____ Task data
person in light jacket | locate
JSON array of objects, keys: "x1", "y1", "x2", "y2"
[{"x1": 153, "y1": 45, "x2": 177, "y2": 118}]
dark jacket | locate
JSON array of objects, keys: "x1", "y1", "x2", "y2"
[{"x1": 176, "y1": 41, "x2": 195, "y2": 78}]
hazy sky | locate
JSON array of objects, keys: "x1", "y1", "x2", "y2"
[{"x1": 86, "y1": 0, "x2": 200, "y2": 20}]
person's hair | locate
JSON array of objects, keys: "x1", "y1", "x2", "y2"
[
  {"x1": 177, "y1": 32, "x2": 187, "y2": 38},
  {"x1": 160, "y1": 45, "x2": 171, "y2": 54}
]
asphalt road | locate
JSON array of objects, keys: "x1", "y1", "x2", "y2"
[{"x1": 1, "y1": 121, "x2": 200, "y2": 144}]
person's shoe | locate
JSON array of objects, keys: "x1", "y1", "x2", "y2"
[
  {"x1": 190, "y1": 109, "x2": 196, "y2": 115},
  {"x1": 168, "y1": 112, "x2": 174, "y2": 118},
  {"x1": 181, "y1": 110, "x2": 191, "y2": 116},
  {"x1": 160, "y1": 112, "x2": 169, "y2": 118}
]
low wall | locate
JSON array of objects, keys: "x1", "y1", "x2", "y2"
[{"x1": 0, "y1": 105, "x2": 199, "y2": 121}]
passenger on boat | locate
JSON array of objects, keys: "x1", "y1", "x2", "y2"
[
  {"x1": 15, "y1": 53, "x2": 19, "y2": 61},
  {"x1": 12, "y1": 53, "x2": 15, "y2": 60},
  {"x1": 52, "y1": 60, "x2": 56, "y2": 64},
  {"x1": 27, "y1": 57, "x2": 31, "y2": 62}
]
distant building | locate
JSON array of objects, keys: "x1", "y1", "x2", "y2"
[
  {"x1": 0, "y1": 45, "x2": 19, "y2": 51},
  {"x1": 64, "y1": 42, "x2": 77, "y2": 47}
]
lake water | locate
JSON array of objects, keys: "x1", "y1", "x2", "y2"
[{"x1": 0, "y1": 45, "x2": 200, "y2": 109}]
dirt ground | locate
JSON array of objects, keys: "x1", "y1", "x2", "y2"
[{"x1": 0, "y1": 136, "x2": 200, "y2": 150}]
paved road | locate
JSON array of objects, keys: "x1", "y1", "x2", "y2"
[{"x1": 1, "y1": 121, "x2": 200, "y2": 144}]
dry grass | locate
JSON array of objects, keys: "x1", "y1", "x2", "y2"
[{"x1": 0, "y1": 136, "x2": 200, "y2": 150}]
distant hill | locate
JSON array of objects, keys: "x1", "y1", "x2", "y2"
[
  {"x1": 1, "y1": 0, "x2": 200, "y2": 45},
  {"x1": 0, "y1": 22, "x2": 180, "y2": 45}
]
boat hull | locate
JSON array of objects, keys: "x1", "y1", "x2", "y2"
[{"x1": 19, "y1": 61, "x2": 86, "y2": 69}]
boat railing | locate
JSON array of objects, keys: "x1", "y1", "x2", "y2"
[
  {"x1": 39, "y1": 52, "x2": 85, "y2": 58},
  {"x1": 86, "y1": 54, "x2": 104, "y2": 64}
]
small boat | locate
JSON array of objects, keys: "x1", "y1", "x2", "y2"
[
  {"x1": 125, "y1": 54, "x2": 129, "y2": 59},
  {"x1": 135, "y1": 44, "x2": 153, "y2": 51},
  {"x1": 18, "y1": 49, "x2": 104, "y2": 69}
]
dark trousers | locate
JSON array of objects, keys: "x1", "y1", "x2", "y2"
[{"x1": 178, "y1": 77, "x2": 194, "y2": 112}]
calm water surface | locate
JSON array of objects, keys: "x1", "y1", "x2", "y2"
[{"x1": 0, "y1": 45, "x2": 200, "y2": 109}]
________
**Task instructions:** Write out all the data exactly.

**Answer to this exercise:**
person in light jacket | locate
JSON array of objects, keys: "x1", "y1", "x2", "y2"
[{"x1": 153, "y1": 45, "x2": 177, "y2": 118}]
dark jacket | locate
JSON array of objects, keys: "x1", "y1", "x2", "y2"
[{"x1": 176, "y1": 41, "x2": 195, "y2": 78}]
hazy sky | locate
JSON array of objects, keys: "x1", "y1", "x2", "y2"
[{"x1": 86, "y1": 0, "x2": 200, "y2": 20}]
person's hair | locate
JSON array of objects, keys: "x1", "y1", "x2", "y2"
[
  {"x1": 177, "y1": 32, "x2": 187, "y2": 38},
  {"x1": 160, "y1": 45, "x2": 171, "y2": 54}
]
asphalt road | locate
JSON array of objects, keys: "x1", "y1", "x2", "y2"
[{"x1": 1, "y1": 121, "x2": 200, "y2": 144}]
person's shoe | locate
JSON array of objects, keys: "x1", "y1", "x2", "y2"
[
  {"x1": 190, "y1": 109, "x2": 196, "y2": 115},
  {"x1": 168, "y1": 112, "x2": 174, "y2": 118},
  {"x1": 181, "y1": 110, "x2": 191, "y2": 116},
  {"x1": 160, "y1": 112, "x2": 169, "y2": 118}
]
low wall | locate
JSON array of objects, keys: "x1", "y1", "x2", "y2"
[{"x1": 0, "y1": 105, "x2": 199, "y2": 121}]
passenger on boat | locate
JSON array of objects, keys: "x1", "y1", "x2", "y2"
[
  {"x1": 15, "y1": 53, "x2": 19, "y2": 61},
  {"x1": 12, "y1": 53, "x2": 15, "y2": 60},
  {"x1": 52, "y1": 60, "x2": 56, "y2": 64},
  {"x1": 27, "y1": 57, "x2": 31, "y2": 62}
]
distant building | locate
JSON array of objects, keys: "x1", "y1", "x2", "y2"
[
  {"x1": 0, "y1": 45, "x2": 19, "y2": 51},
  {"x1": 64, "y1": 42, "x2": 77, "y2": 47}
]
lake water | locate
JSON array of objects, keys: "x1", "y1", "x2", "y2"
[{"x1": 0, "y1": 45, "x2": 200, "y2": 109}]
dirt ground | locate
JSON array of objects, keys: "x1", "y1", "x2", "y2"
[{"x1": 0, "y1": 136, "x2": 200, "y2": 150}]
paved road | locate
JSON array of objects, keys: "x1", "y1", "x2", "y2"
[{"x1": 1, "y1": 121, "x2": 200, "y2": 144}]
dry grass | locate
JSON array of objects, keys: "x1", "y1", "x2", "y2"
[{"x1": 0, "y1": 136, "x2": 200, "y2": 150}]
distant hill | locate
JSON array of objects, keys: "x1", "y1", "x2", "y2"
[
  {"x1": 1, "y1": 0, "x2": 200, "y2": 45},
  {"x1": 0, "y1": 22, "x2": 180, "y2": 45}
]
boat hull | locate
JSON array of objects, keys: "x1", "y1", "x2", "y2"
[{"x1": 19, "y1": 61, "x2": 86, "y2": 69}]
boat railing | locate
JSON array of objects, keys: "x1", "y1", "x2", "y2"
[
  {"x1": 39, "y1": 52, "x2": 85, "y2": 58},
  {"x1": 86, "y1": 54, "x2": 104, "y2": 64}
]
small boat | locate
JSON array of objects, keys: "x1", "y1", "x2", "y2"
[
  {"x1": 125, "y1": 54, "x2": 129, "y2": 59},
  {"x1": 135, "y1": 44, "x2": 153, "y2": 51},
  {"x1": 18, "y1": 49, "x2": 104, "y2": 69}
]
dark trousers | locate
JSON array of objects, keys: "x1", "y1", "x2", "y2"
[{"x1": 178, "y1": 77, "x2": 194, "y2": 112}]
calm water surface | locate
JSON array of objects, keys: "x1", "y1", "x2", "y2"
[{"x1": 0, "y1": 45, "x2": 200, "y2": 109}]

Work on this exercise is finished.